◆ **PROBLEM STATEMENT**:
Answer these questions from the article on SARS-CoV-2 spread in San Diego and Mexico.
(a) How many SARS-CoV-2 samples did the scientists sequence?
(b) During what period was the US/Mexico border closed to nonessential traffic?
(c) In which journal were the results published?

◆ **SOURCE TEXT**:
+ + + + +

A genomic analysis of SARS-CoV-2 in San Diego and Mexico reveals that physical distancing was more effective than international border closures in containing the virus.
Scripps Research scientists and colleagues sequenced more than 82,000 SARS-CoV-2 samples gathered from routine genomic surveillance in San Diego and the state of Baja California, Mexico, to reconstruct viral spread dynamics from March 2020 to the end of the first Omicron surge in December 2022.
The team then compared the genomes to those from elsewhere in the world and integrated air and land travel data from anonymous cellphone tracking. The US/Mexico border was closed to nonessential traffic from March 2020 to November 2021.
The results were published yesterday in Cell.
Mandate relaxation led to more distant travel
During stay-at-home and physical distancing mandates early in the pandemic, SARS-CoV-2 spread primarily within and between adjacent counties. But as mandates eased, people started to travel farther, and COVID-19 spread from distant locations rose.
"We found that the relative import risk from neighboring locations was low at the beginning of the pandemic, peaked during the spring of 2020, and decreased steadily from then until the end of available data (74.8% in April 2020 to 36.9% in July 2021)," the researchers wrote.
SARS-CoV-2 spread continuously between San Diego and Mexico throughout the pandemic, which the researchers said suggests that the partial US/Mexico border closure was ineffective.
We found that the relative import risk from neighboring locations was low at the beginning of the pandemic, peaked during the spring of 2020, and decreased steadily from then until the end of available data.
"After the mandates were relaxed, about 50% of the virus circulating in San Diego was the result of locally circulating virus, and 50% had been recently introduced as the result of travel between locations," first author Nathaniel Matteson, PhD, of Scripps Research, said in a news release.
The study authors said the results underscore the importance of collaborative interventions for pandemic prevention and containment. "We show that it's not necessarily how geographically close locations are to each other; the real measure is how connected two locations are in terms of the movement of people," co-senior author Mark Zeller, PhD, of Scripps Research, said in the release.

+ + + + +

◆ **Dataset entries**:

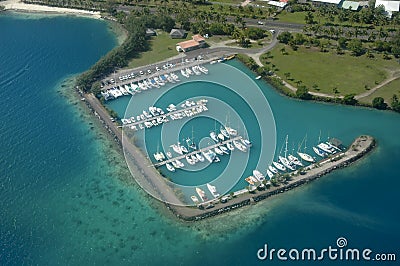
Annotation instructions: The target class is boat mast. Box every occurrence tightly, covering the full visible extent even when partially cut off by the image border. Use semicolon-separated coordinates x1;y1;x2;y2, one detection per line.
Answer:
285;135;289;158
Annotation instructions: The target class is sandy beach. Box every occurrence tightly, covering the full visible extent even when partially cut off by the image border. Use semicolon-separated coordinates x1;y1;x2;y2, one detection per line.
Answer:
0;0;101;19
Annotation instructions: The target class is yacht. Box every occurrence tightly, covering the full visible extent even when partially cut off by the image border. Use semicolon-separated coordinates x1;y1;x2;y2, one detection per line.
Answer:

+ + + + +

◆ **OUTPUT**:
(a) More than 82,000
(b) From March 2020 to November 2021
(c) Cell